§ **What the task asks**
Count the lines in the entries below that contain the string "itself", with uppercase and lowercase treated as different. Reply with the number alone.

§ **Records provided**
= = =

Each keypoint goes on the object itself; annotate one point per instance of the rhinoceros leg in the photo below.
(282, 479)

= = =

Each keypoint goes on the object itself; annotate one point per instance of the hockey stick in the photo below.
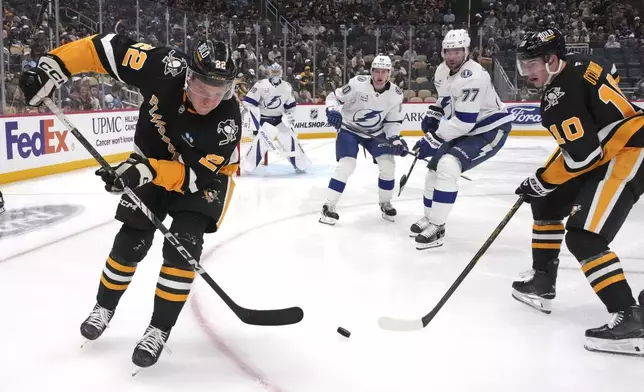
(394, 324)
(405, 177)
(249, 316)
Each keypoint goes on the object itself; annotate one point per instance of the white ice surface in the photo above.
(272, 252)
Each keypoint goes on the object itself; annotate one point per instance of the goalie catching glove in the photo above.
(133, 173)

= = =

§ **Task output**
4